Età neo-sumerica

fase della storia della Mesopotamia

L'età neo-sumerica (detta anche "rinascita sumerica" o "rinascita sumera") è una fase della storia della Mesopotamia (collocata intorno alla fine del III millennio a.C.) che vede, dopo l'egemonia accadica (il cui fulcro era in Akkad o Media Mesopotamia), un ritorno di iniziativa da parte delle città di Sumer (Bassa Mesopotamia).

La "statua V" di Gudea: è della fine del III millennio a.C. (testa e corpo sono stati incollati ed è dubbio che facessero parte della stessa statua)

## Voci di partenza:
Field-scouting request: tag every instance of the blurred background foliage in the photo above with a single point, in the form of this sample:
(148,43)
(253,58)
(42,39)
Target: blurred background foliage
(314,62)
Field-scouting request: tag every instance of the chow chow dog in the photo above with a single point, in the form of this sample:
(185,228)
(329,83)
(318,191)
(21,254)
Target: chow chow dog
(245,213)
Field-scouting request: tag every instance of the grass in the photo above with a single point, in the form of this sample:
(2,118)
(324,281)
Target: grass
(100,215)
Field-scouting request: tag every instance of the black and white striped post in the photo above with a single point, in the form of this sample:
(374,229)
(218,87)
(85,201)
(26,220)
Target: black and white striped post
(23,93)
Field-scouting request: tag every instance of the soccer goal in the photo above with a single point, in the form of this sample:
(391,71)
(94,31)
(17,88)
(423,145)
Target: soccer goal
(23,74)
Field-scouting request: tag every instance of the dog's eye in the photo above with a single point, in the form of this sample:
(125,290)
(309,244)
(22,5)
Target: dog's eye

## Obiettivo:
Riporta parola per parola il brano della pagina sull'età neo-sumerica che comincia con le parole contenenti "L'età neo-sumerica (detta" e finisce con "Sumer (Bassa Mesopotamia).". Le voci non hanno nulla a che fare con la pagina sull'età neo-sumerica.

## Risultato:
L'età neo-sumerica (detta anche "rinascita sumerica" o "rinascita sumera") è una fase della storia della Mesopotamia (collocata intorno alla fine del III millennio a.C.) che vede, dopo l'egemonia accadica (il cui fulcro era in Akkad o Media Mesopotamia), un ritorno di iniziativa da parte delle città di Sumer (Bassa Mesopotamia).